[Texto]

'''

De este modo, el tema del taumaturgo impotente no resulta en absoluto lo que el lector moderno espera instintivamente cuando se lo anuncian: un episodio no maravilloso. Aquí, tanto como por todas partes en esta biografía, nos encontramos con un milagro. La única novedad es que el milagro proviene de una voluntad contraria a la del santo. Benito no se encuentra, como Pablo, dialogando a solas con el Señor. Interviene una tercera persona, más poderosa que él delante de Dios. ¿De dónde le viene esa superioridad? ¿Y el papel de qué personaje bíblico representa? Lo sabremos al final del relato.
 
***
 
Mientras tanto, Gregorio nos hace asistir a la última entrevista de Benito y su hermana. Aunque nada anuncia formalmente la muerte de esta última, su insólito pedido, su deseo de prolongar la conversación, su insaciable deseo de “hablar de los goces de la vida celestial”, son otros tantos indicios que nos hacen presentirla. De este modo, el coloquio del hermano y la hermana se tiñe de un aire de semejanza con las escenas de adiós de donde surgieron las más grandes páginas de la literatura profana y sagrada: el Fedón, el Discurso de la Última Cena. Pero entre todos estos fragmentos en que un hombre o una mujer, a la hora de la muerte, abren a los que aman las perspectivas del más allá, hay uno que nos lleva a pensar más precisamente en nuestro relato: es el célebre pasaje de las Confesiones que narra la conversación de Agustín y Mónica en Ostia, algunos días antes de la muerte de esta última(3).
 
La madre de Agustín no parece estar más expresamente advertida de su próximo fin que la hermana de Benito. Y sin embargo, la conversación de Ostia se desarrolla proféticamente sobre el mismo tema que la de Casino: “Cuál será la vida eterna de los santos”. Sin ser monje ni monja, Agustín y Mónica se encuentran en ese momento en el mismo tono religioso: uno acaba de convertirse, mientras que la otra termina una vida ardiente de fe, de oración, de buenas obras. Llegan de Milán, luego del bautismo de Agustín y se detienen en Ostia antes de embarcarse rumbo a su África natal. La conversación tiene lugar “en la ventana” del lugar donde se alojan, detalle que volveremos a encontrar al comienzo de la visión cósmica de Benito.

'''

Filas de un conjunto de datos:
'''

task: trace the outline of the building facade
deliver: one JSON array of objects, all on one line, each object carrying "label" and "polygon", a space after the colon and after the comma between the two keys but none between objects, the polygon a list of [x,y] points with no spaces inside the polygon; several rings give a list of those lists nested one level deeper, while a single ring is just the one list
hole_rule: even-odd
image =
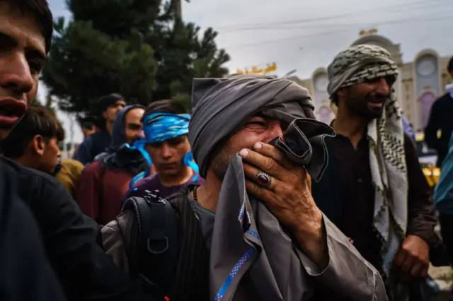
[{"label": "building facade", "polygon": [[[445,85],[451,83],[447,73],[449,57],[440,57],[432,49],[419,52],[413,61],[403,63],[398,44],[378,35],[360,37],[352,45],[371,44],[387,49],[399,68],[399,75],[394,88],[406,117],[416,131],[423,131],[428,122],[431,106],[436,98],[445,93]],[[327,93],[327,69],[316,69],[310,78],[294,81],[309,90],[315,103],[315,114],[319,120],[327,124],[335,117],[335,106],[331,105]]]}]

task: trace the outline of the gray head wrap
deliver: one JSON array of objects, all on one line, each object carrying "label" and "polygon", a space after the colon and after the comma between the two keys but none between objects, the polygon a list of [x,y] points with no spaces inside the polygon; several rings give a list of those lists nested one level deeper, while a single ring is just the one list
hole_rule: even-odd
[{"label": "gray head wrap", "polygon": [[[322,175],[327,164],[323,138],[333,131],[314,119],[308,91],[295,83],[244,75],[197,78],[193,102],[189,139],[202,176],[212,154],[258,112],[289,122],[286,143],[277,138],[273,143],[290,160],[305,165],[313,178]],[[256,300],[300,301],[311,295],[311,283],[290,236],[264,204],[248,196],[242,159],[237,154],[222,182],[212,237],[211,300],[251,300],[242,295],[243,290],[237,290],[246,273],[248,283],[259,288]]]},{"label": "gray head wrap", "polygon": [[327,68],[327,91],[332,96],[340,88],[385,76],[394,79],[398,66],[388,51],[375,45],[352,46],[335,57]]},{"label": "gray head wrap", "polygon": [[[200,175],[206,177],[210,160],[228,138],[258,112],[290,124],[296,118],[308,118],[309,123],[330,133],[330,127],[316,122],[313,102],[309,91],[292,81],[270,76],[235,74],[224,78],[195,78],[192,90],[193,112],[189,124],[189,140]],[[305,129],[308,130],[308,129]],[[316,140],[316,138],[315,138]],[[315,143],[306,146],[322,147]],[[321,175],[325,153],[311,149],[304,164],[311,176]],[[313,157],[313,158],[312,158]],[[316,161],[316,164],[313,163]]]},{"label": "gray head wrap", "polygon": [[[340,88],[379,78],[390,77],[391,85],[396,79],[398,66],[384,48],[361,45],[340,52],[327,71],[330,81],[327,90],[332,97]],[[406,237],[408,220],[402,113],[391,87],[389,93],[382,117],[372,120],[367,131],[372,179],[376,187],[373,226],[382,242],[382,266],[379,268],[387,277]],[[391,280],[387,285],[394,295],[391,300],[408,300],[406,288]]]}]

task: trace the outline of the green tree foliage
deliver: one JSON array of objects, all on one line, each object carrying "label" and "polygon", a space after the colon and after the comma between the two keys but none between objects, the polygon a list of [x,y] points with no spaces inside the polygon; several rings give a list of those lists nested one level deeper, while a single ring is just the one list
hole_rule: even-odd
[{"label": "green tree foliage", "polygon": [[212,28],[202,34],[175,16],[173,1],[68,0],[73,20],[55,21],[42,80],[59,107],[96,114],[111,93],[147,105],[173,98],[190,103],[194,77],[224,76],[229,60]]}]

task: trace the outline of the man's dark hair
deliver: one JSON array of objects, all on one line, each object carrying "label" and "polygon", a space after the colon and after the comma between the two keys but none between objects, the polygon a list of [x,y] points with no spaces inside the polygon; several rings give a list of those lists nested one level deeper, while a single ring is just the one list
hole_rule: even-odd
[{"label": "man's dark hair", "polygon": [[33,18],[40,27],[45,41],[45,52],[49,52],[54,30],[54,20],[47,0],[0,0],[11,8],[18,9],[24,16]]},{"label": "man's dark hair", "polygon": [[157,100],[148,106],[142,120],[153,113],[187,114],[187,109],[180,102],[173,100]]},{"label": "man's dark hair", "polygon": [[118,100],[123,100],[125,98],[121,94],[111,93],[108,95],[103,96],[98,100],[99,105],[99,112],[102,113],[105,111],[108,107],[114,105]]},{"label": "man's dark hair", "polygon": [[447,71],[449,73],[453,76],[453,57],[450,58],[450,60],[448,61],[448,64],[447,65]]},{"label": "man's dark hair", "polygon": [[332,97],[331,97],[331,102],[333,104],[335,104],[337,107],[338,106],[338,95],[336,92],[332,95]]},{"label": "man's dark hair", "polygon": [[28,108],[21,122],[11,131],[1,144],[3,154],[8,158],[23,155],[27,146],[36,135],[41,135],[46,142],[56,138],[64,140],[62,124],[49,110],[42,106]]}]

'''

[Tareas a realizar]
1. Según el texto, ¿de qué ciudad llegan Agustín y Mónica antes de detenerse en Ostia?
2. Transcribe del texto todo lo que va desde "De este modo, el tema" hasta "final del relato.".
Todo se responde únicamente a partir del texto.

[Soluciones por tarea]
1. De Milán, después del bautismo de Agustín.

2.
De este modo, el tema del taumaturgo impotente no resulta en absoluto lo que el lector moderno espera instintivamente cuando se lo anuncian: un episodio no maravilloso. Aquí, tanto como por todas partes en esta biografía, nos encontramos con un milagro. La única novedad es que el milagro proviene de una voluntad contraria a la del santo. Benito no se encuentra, como Pablo, dialogando a solas con el Señor. Interviene una tercera persona, más poderosa que él delante de Dios. ¿De dónde le viene esa superioridad? ¿Y el papel de qué personaje bíblico representa? Lo sabremos al final del relato.